§ RECORDS FOR THIS TASK
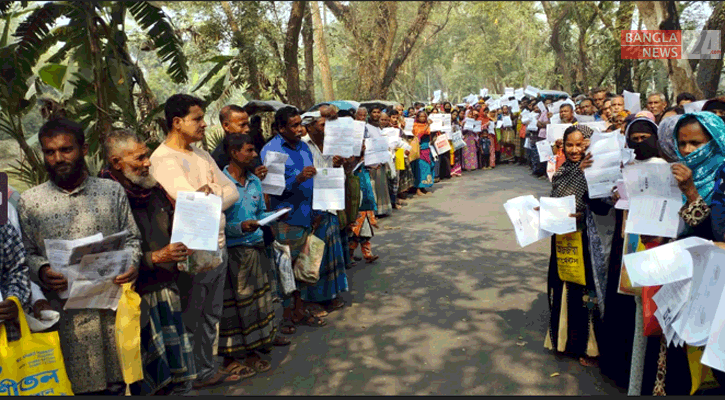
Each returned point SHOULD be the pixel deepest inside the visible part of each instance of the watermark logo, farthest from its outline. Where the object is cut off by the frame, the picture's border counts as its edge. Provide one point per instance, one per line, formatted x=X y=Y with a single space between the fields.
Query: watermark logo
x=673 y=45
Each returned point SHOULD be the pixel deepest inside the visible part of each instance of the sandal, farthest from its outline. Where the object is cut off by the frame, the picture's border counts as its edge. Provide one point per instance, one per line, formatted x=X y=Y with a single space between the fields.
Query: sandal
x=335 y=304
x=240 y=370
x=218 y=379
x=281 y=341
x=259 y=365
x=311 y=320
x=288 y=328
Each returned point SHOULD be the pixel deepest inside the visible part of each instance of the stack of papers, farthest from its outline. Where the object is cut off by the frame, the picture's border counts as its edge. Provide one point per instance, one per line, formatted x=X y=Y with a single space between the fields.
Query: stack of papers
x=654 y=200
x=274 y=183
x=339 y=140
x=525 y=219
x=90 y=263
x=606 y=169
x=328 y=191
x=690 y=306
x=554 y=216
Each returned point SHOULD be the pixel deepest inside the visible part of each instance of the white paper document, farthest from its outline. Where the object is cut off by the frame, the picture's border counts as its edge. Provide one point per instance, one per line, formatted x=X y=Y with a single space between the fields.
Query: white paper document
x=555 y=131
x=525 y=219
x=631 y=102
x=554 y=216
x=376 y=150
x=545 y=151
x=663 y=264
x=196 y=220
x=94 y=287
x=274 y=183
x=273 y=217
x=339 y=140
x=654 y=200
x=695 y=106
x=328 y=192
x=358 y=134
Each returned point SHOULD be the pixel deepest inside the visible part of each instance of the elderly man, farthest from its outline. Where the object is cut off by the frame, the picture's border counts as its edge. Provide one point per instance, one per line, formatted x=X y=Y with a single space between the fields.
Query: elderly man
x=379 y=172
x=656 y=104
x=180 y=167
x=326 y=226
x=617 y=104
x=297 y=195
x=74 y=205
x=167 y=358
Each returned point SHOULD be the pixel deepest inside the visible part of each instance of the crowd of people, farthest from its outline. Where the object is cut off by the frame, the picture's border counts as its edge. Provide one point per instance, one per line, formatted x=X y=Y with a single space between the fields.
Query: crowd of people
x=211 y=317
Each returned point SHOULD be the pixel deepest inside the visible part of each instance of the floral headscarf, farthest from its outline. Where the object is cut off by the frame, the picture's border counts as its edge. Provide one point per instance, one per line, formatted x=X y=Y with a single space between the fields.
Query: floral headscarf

§ WHAT YOU ARE ASKED TO DO
Copy the data above word for word, omitting the pictures.

§ ANSWER TO THE EXERCISE
Each returned point SHOULD be the pixel deepest inside the visible part of each instance of the watermark logo, farthest from its outline. Where the object is cut off by the frame, the picture's border counts as its edge. Provide one point per instance, one per line, formatted x=X y=Y with a single space between the fields.
Query: watermark logo
x=673 y=45
Each returned point SHOULD be the pixel deepest inside the visible part of each instance of the sandal, farthest from its outline. Where the object is cut off by the frame, the picture's border counts as its edge. Provide one point per instance, one per line, formatted x=X y=Y with a single space between the fields.
Query: sandal
x=335 y=304
x=240 y=370
x=218 y=379
x=281 y=341
x=259 y=365
x=311 y=320
x=288 y=328
Each returned point SHOULD be the pixel deepest inside the visible part of each instance of the stack of papers, farthest from its outline. Where the object is cut off by the frame, the picture's border counts as its edge. Provide one point per instance, one per line, formatted x=X y=Y with a single space between the fields.
Query: stack of papers
x=654 y=200
x=274 y=183
x=339 y=140
x=525 y=219
x=90 y=263
x=606 y=169
x=328 y=191
x=690 y=306
x=554 y=216
Each returned point SHOULD be the pixel deepest inside the visible part of each instance of the white paper document, farthest from its outline. Where the object is cut off by the frame, the picture's border counts as its edge. Provide one point per instance, one per line, formatted x=X y=Y with a single space between the fields.
Query: white paper document
x=555 y=131
x=525 y=219
x=631 y=102
x=554 y=216
x=376 y=150
x=545 y=151
x=663 y=264
x=196 y=220
x=94 y=287
x=274 y=183
x=273 y=217
x=339 y=140
x=654 y=200
x=695 y=106
x=328 y=192
x=358 y=134
Each returned point SHOULD be the pixel deepest inside the visible part of each instance of the elderly man, farthest from its outline. Where the object is cut off by the frame, the picture's border counts as its edge. Provide one point per instance, one per line, formatted x=X y=Y with a single space between the fields.
Query: elderly man
x=379 y=172
x=656 y=104
x=180 y=167
x=326 y=226
x=617 y=104
x=297 y=195
x=74 y=205
x=167 y=358
Each returned point SHOULD be the pixel deepest inside the visible part of each instance of the crowd of people, farthest from its outline. Where the object is cut off by the frame, the picture's border counts as its edge. Provide one point per instance, one per line, formatted x=X y=Y with a single space between the fields.
Query: crowd of people
x=211 y=317
Each returned point SHOULD be the pixel deepest inside the visible part of each instance of the floral headscarf, farthest from its outline. Where the object is cut off by the frame, the picture's border counts as its edge. Provide one point per instance, one per line, formatted x=X y=Y with a single space between the fields.
Query: floral headscarf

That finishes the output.